-- start Document section --

[CR] Show me the Dawes....

(Example: Racing:Wayne Stetina)

Date: Wed, 10 Feb 2010 11:28:37 +0000
From: "Norris Lockley" <nlockley73@googlemail.com>
To: <classicrendezvous@bikelist.org>
Subject: [CR] Show me the Dawes....


Show me a Dawes...and I will show you a well constructed, fit-for-purpose, quality product built in a cycle factory. What more do you want for your money, Barrie?

To misquote Hamlet's mother Gertrude " Barrie doth protest too much, methinks." From what I can understand of your logic , only bikes that are built up and assembled by individual cyclists themselves, starting from the frame upwards, can truly be described as being quality bikes. If you follow that logic through that would mean that all those Peugeot PX10s, those Gitanes, Merciers, Lapierres, Motobecanes - all factory assembled bikes, -that I see in their thousands being ridden by some pretty serious French amateur racing and Club cyclists, are crap..or rubbish.

I started cycling in 1945 and frame-building in 1953..having joined my first cycling club in 1951..so, Barrie, just like you, I have been around the club and racing scene for quite awhile...and since those early days I have visited an awful lot of workshops and premises and observed a tremendous number of frames being built. From my observations I would suggest that you may not have seen the inside of too many cycle factories or framebuilders' workshops.

First of all the vast majority of those "rubbish" mass-produced bikes, those Raleighs and Hercules and their like, would never have been brazed up by frame-builders working on piece-work rates, instead they would have been either furnace or induction-brazed...whole cartloads of frames on special racks all brazed at the same time...not an oxy-acetylene torch to be seen. On the other hand I have seen top-end frames being hand-brazed in the SSC workshops within the factories of Peugeot, Mercier and Motobecane..not by Pierre, Jacques, or Jean-Marie down in their back-street workshops in Paris or St Etienne.

The top-flight Raleighs, the Special Products Division ones, were hand-built in a small factory in Ilkeston. When I asked Gerald O'Donovan, the manager of that Division, why they used oxy-acetylene torches to silver-solder the 753 frames instead of using oxy-propane or gas-compressed air, he replied, " because we work on a production line basis, and oxy-acetylene torches are faster".Production line or not, those frame-builders produced frames as excellent as any produced by an artisan self-employed frame-builder and, it has to be admitted, better than many.

-- end Document section --

Task instructions – Continue the post about factory-built bicycles from its last sentence. The listing that comes next is separate material and has no connection to the post about factory-built bicycles.

-- start Data extract --

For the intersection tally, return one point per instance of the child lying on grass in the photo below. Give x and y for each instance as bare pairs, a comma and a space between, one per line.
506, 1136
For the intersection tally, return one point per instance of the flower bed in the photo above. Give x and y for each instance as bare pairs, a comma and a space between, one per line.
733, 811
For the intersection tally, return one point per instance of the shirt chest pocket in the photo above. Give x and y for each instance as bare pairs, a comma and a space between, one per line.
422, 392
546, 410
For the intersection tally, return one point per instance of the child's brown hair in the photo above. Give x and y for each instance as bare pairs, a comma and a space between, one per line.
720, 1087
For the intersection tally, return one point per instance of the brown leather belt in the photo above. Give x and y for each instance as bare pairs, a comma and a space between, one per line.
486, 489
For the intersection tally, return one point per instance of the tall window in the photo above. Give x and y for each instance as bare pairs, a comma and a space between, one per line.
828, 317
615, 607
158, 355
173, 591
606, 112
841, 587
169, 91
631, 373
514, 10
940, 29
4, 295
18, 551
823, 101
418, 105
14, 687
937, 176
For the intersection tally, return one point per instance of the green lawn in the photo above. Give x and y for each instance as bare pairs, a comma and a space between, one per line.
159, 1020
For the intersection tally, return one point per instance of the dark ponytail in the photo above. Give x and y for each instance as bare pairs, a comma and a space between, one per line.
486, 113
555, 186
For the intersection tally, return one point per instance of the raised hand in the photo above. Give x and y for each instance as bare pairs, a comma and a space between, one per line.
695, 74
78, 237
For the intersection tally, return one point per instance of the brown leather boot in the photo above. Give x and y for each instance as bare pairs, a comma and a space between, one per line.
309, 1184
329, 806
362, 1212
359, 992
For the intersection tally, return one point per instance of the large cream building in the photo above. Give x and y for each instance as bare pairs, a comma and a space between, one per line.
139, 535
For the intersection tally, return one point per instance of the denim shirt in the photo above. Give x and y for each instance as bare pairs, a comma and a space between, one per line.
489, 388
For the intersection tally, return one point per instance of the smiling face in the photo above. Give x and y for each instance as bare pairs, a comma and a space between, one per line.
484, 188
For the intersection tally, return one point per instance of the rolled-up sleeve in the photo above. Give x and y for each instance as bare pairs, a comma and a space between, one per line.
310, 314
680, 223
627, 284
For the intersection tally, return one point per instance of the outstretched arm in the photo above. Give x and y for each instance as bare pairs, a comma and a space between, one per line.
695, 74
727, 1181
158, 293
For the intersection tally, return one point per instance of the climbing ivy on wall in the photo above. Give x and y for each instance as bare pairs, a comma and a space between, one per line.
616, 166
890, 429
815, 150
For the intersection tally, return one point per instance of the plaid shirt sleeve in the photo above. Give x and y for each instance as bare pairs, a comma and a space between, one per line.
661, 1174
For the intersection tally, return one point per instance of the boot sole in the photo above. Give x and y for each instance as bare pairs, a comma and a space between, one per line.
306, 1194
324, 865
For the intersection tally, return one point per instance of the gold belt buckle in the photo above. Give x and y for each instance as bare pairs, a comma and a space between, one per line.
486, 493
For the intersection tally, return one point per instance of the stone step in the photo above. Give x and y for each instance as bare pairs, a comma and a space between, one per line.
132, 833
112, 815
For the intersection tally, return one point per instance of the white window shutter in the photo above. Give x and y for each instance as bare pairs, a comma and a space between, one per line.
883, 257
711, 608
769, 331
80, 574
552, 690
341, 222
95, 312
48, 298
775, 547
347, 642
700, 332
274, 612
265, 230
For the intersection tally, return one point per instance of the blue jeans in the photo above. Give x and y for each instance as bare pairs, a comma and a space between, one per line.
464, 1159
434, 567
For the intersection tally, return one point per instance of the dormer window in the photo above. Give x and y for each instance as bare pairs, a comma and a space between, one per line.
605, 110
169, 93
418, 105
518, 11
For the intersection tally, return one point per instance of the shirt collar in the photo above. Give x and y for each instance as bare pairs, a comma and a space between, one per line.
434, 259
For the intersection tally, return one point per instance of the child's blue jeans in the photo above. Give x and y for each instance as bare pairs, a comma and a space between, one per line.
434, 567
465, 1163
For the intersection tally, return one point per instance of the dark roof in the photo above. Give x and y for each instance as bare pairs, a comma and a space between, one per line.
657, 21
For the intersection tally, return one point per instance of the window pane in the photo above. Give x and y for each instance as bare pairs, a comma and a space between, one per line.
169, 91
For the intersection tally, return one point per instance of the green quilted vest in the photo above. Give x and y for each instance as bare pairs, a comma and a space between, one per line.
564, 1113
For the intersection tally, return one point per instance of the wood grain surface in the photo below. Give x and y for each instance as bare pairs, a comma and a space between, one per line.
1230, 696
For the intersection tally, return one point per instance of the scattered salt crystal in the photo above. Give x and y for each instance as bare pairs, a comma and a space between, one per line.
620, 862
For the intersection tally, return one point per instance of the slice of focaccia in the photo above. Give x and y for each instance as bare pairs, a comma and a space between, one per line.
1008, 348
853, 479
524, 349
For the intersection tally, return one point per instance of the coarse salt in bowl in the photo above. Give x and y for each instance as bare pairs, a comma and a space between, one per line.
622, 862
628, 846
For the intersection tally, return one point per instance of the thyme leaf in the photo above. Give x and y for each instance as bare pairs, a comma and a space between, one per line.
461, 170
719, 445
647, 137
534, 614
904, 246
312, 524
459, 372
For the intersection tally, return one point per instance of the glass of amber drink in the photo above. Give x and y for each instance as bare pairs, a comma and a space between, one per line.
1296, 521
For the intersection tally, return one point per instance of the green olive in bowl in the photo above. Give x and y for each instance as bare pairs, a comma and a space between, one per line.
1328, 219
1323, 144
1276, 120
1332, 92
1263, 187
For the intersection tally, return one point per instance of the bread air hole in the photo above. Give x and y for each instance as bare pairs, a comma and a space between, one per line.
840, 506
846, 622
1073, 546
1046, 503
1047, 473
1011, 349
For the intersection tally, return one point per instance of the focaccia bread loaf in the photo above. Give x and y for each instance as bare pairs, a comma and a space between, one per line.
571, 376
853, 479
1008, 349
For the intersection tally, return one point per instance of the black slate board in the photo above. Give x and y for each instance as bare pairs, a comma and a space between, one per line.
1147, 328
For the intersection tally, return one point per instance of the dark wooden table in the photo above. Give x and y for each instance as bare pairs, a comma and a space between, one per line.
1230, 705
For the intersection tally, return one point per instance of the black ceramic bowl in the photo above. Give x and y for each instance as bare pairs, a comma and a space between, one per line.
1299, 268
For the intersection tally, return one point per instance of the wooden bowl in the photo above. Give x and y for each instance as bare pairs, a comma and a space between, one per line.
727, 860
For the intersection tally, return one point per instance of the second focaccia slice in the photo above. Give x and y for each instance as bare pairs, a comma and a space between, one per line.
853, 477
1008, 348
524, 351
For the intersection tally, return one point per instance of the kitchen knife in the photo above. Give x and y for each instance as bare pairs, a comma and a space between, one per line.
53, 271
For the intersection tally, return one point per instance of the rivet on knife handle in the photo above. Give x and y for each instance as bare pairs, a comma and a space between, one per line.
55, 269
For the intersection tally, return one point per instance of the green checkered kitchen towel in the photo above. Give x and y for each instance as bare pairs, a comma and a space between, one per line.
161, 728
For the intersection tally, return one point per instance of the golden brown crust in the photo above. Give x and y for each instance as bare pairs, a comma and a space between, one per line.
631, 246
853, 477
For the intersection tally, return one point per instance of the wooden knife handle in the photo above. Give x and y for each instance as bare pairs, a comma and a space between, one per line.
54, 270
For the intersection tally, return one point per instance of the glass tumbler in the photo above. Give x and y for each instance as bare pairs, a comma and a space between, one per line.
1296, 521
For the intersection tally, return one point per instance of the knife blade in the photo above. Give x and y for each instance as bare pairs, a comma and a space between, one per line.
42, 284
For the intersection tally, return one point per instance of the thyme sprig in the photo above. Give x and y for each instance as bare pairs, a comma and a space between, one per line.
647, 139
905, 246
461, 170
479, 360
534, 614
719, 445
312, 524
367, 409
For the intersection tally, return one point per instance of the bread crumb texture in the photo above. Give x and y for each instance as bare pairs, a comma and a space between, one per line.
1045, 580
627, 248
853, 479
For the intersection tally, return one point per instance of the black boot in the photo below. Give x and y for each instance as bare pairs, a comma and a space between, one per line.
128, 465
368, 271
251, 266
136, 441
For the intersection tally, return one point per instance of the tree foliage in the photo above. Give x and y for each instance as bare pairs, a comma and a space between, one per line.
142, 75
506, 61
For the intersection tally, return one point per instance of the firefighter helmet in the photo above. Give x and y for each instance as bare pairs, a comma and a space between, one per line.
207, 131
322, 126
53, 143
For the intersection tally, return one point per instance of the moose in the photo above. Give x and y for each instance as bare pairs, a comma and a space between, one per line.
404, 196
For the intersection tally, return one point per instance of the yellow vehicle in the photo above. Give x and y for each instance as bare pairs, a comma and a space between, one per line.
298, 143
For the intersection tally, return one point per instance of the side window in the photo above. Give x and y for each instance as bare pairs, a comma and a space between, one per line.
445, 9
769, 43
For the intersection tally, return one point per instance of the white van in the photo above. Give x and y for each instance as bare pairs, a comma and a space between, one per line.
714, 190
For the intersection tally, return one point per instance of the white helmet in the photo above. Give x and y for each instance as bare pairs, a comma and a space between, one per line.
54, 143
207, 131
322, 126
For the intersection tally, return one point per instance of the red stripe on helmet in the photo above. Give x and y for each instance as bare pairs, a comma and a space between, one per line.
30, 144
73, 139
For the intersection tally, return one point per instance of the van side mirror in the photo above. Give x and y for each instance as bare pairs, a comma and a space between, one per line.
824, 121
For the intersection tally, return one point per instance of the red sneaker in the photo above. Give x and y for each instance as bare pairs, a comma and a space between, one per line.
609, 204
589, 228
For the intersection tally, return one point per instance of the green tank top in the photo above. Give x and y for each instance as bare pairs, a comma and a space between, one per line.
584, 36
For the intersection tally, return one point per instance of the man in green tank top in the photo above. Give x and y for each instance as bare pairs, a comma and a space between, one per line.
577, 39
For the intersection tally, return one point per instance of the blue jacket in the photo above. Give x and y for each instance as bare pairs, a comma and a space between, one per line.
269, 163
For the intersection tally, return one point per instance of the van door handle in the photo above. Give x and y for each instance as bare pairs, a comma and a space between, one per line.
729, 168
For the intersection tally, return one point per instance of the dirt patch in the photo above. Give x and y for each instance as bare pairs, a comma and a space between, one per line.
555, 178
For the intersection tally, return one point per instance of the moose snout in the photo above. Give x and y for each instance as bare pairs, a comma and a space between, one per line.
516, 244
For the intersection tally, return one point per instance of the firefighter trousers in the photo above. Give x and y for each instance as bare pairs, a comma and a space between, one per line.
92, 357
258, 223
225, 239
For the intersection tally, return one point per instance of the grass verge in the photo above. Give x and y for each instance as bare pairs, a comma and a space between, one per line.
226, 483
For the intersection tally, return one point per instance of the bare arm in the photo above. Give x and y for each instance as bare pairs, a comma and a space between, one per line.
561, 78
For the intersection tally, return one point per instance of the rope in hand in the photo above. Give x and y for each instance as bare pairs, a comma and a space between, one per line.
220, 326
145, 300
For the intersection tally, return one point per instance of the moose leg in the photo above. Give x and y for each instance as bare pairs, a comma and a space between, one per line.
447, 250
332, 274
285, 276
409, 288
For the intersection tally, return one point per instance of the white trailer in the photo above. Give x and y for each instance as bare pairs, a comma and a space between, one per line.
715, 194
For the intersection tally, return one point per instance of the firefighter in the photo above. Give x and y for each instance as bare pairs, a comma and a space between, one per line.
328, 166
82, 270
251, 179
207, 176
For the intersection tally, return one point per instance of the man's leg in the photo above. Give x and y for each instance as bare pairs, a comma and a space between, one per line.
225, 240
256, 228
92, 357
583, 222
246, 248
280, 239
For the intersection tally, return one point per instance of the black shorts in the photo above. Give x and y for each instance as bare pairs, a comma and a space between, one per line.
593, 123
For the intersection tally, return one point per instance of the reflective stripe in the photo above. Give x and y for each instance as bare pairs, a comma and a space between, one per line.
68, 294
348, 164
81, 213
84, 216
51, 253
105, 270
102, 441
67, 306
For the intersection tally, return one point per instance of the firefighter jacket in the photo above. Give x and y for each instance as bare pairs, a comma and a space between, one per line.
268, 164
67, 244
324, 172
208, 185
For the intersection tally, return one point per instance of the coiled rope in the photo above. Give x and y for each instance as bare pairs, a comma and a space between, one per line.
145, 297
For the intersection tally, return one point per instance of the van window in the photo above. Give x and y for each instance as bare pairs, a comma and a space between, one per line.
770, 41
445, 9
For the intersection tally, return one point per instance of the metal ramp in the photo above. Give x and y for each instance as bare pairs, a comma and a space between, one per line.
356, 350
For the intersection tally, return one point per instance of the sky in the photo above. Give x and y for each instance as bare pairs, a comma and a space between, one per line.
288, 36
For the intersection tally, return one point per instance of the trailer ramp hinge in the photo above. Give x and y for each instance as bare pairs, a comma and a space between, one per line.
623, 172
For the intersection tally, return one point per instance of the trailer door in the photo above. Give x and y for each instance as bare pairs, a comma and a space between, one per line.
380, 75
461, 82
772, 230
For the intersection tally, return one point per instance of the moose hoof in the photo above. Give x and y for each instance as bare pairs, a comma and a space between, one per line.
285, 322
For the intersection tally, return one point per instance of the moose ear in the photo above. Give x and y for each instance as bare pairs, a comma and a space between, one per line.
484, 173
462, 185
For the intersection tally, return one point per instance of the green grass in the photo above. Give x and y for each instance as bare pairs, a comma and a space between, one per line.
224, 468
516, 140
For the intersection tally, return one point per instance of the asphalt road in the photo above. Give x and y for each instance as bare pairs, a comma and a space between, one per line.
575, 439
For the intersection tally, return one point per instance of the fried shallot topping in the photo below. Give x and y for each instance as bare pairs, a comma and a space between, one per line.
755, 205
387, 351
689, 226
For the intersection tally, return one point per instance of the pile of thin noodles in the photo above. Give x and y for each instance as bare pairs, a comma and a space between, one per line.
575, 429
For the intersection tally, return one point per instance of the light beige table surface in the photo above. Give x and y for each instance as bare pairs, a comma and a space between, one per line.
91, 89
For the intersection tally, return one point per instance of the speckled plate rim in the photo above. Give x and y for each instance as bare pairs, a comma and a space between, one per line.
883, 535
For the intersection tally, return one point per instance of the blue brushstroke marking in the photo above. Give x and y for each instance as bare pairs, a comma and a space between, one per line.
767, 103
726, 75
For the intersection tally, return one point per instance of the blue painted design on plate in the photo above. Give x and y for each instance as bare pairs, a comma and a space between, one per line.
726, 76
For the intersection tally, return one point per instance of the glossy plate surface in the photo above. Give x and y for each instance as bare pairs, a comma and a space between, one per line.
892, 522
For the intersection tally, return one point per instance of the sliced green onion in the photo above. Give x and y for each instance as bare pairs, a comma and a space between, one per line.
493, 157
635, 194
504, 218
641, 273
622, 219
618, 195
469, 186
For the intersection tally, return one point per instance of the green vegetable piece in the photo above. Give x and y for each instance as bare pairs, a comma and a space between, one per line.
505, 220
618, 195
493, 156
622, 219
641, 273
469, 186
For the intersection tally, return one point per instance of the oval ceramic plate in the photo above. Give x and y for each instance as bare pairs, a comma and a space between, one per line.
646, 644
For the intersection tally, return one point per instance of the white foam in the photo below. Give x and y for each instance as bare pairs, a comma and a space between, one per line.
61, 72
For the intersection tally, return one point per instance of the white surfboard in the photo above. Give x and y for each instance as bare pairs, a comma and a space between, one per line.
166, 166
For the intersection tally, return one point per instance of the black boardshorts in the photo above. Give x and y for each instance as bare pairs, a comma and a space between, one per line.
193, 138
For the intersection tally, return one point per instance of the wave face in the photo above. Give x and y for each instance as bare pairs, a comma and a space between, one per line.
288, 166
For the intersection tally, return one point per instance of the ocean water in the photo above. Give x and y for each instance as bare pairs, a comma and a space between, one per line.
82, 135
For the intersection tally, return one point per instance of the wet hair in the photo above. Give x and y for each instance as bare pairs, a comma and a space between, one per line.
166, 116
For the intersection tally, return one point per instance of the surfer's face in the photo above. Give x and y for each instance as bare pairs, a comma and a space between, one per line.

-- end Data extract --

Answer to the task –
>From what I have seen of the factory-produced top-of-the-range Armstrongs, Suns, Carltons, Wearwells, Falcons..and Dawes, these are not the products of piece-work framebuilders, but of conscientious ,skilled and probably time-served ie fully apprenticed, tradesmen. On the other hand, how many artisan frame-builders were there, who were simply excellent racing cyclists who decided to become frame-builders..dozens of them..who often learned from their mistakes, often sold on to customers , rather than taking an engineering/ welding course before starting out. I certainly know of two very highly North of England esteemed firms of frame-makers who did not have a single qualified welder /brazer on their staff when they launched out into the lightweight market. Some of their early frames were renowned for self-detaching chain-stays, and bottom bracket shells. and fork columns I know of others who did not even know how to bend fork-rakes..so that when Columbus supplied all their blades straight instead of pre-raked, the firm encounhered real problems as you might imagine. Currently I have, in my workshop an elegant lightweight frame.,the finishing of whose lugwork is par excellence..the builder is very highly respected... and appears on the UK-listing in Classicrendezvous. The problem with the frame is that the top and down tubes are very crunched up, following a serious crash provoked by the forks holding the front wheel in place, detaching themselves from the steering column. The fault was not metal fatigue, but just the fact that the frame-builder had failed to ensure that the fork crown and steering column had enough braze material in the joint to hold the two parts together. The owner of the frame, as he hurtled , face-forwards towards the tarmac road surface, must have comforted himself with the thought that even if the brazing wasn't up to much, the lugs were at least beautifully feathered.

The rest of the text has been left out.